[start of Available data]

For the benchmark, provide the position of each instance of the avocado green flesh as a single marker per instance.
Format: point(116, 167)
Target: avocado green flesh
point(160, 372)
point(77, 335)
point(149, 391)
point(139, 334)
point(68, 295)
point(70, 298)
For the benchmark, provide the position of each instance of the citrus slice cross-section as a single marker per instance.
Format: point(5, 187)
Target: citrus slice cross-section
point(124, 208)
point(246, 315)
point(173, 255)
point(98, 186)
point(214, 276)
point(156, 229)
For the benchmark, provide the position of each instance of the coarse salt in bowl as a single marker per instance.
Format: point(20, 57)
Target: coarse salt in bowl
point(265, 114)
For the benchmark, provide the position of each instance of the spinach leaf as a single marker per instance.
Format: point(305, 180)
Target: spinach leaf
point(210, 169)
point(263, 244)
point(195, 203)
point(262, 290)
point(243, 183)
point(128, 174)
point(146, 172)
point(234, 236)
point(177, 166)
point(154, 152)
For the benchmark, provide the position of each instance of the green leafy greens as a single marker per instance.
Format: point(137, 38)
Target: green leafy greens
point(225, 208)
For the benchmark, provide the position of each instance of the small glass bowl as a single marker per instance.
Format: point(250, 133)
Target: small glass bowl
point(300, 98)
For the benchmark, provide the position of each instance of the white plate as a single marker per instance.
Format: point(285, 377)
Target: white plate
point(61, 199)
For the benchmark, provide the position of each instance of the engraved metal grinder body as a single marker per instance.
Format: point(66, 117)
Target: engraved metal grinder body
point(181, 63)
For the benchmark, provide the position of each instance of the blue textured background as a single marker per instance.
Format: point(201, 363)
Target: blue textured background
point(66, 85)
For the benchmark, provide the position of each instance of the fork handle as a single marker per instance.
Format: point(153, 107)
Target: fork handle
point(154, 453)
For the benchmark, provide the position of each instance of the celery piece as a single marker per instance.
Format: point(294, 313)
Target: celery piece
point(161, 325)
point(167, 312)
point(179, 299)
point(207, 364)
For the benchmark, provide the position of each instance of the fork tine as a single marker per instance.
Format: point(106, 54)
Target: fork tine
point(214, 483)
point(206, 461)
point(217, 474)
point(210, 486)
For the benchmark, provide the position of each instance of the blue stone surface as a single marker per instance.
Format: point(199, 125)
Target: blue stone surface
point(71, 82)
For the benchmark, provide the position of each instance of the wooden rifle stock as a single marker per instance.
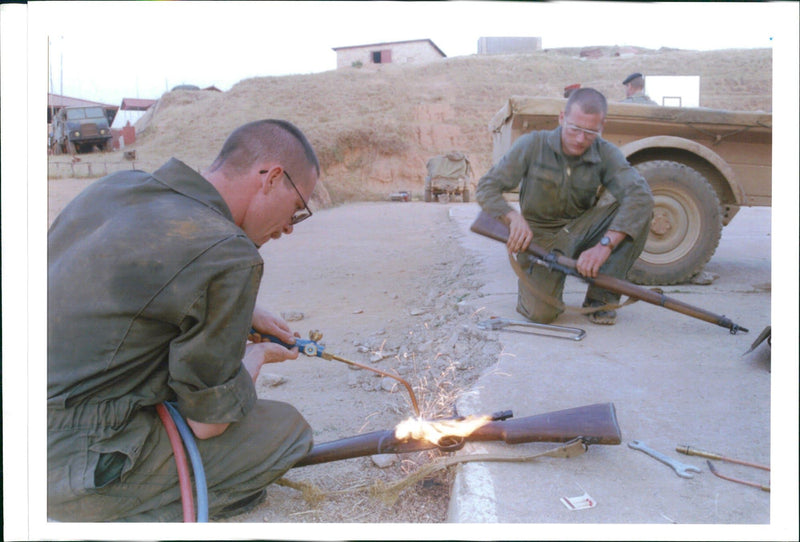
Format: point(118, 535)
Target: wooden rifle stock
point(488, 226)
point(595, 424)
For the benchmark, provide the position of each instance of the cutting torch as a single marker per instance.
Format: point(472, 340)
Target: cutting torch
point(312, 348)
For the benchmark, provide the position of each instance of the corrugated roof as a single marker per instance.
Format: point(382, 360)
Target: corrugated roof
point(57, 100)
point(136, 104)
point(390, 43)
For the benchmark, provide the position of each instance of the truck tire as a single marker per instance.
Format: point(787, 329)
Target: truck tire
point(686, 225)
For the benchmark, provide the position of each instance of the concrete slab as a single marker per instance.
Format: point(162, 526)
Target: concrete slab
point(674, 381)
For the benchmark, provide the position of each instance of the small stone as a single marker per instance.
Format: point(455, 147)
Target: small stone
point(292, 316)
point(383, 461)
point(271, 379)
point(704, 278)
point(389, 384)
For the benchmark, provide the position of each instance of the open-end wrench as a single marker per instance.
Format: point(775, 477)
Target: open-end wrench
point(681, 469)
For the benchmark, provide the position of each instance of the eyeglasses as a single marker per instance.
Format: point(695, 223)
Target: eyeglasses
point(575, 129)
point(302, 214)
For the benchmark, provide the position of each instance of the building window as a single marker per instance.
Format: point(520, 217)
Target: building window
point(382, 57)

[end of Available data]

Requirements >>
Reproduce every one of the lines above word for word, and omit the pictures from your answer.

In response >>
For the benchmark, provide the position of each instance of the avocado green flesh as a single marker per instance.
Format: point(116, 167)
Target: avocado green flesh
point(160, 372)
point(77, 335)
point(149, 391)
point(139, 334)
point(68, 295)
point(70, 298)
For the benchmark, provide the position of each instance of the citrus slice cross-section as a single marker per instance.
Format: point(5, 187)
Target: citrus slice cross-section
point(124, 208)
point(246, 315)
point(173, 255)
point(98, 186)
point(214, 276)
point(156, 229)
For the benchmark, provide the position of each instance of the coarse salt in bowl as a single marker per instance.
Format: point(20, 57)
Target: coarse salt in bowl
point(265, 114)
For the benchmark, provide the position of each instance of the spinach leaf as a single marker per instance.
Format: point(305, 180)
Target: spinach leaf
point(210, 169)
point(263, 244)
point(195, 203)
point(262, 290)
point(243, 183)
point(128, 174)
point(146, 172)
point(234, 236)
point(177, 166)
point(154, 152)
For the benchmark, provide the position of each instance of the green leafy greens as a single marker per instance.
Format: point(137, 38)
Target: green leafy greens
point(225, 208)
For the benchmark, provide the position of each instance of the small glass bowl as a single marker per instance.
Format: point(250, 133)
Target: small glass bowl
point(300, 98)
For the benchmark, provide the position of each instance of the white plate as a single marker per instance.
Format: point(285, 377)
Target: white plate
point(61, 199)
For the benchmark, provide the position of each instance of the engraved metal grinder body as a single marker per instance.
Format: point(66, 117)
Target: engraved metal grinder body
point(181, 63)
For the benchmark, provide the position of each instance of the blue textured background as a single marker per instance.
Format: point(201, 363)
Target: blue textured background
point(66, 85)
For the benchmark, provide the position of each instance of the fork handle as a single marker per instance.
Format: point(153, 107)
Target: fork handle
point(154, 453)
For the benchmark, provide the position of each instance of the celery piece as a single marker per instance.
Format: point(294, 313)
Target: celery piece
point(161, 325)
point(167, 312)
point(179, 299)
point(207, 364)
For the benchmark, provide the position of each instance of the fork tine as a single marker per instance.
Format: point(106, 54)
Target: fork tine
point(214, 483)
point(206, 461)
point(217, 474)
point(210, 486)
For the benchmark, provide the position of each instance of the blue stone surface as a single marker per instance.
Format: point(199, 125)
Target: blue stone surface
point(71, 82)
For the benchmark, provide the position of each instance of the wooden rifle stock as a single marker per instance.
Format: point(118, 535)
Target: wooden rifle stock
point(488, 226)
point(595, 424)
For the benchmark, provide the position of each instance of the cutting torch as a single marker per instance.
Format: point(472, 340)
Target: cutting torch
point(312, 348)
For the benchmark, provide the position of each instance of the corrugated roof as a single marker per instance.
Format: point(382, 360)
Target: corrugated roof
point(57, 100)
point(136, 104)
point(390, 43)
For the benchmark, provide the position of each instance of the truck tire as a single marker per instance.
Format: point(787, 329)
Target: truck tire
point(686, 225)
For the benchmark, provide the position of each instance of the concrete slab as a single marker per instance.
Format: point(162, 526)
Target: concrete slab
point(674, 381)
For the benchmark, provide the position of each instance of the small stone as a single marker per instance.
Format: point(455, 147)
Target: small stone
point(292, 316)
point(383, 461)
point(271, 379)
point(704, 278)
point(389, 384)
For the benchmark, provide the position of each instance of the open-end wrench as a single marker per instance.
Format: point(775, 477)
Target: open-end wrench
point(681, 469)
For the benchmark, provide the position of each instance of the eyeglasses as a single marker per instance.
Format: point(695, 223)
Target: eyeglasses
point(575, 129)
point(302, 214)
For the benchmark, provide the position of each instance of the building window as a single marker per instance.
Format: point(520, 217)
Target: building window
point(382, 57)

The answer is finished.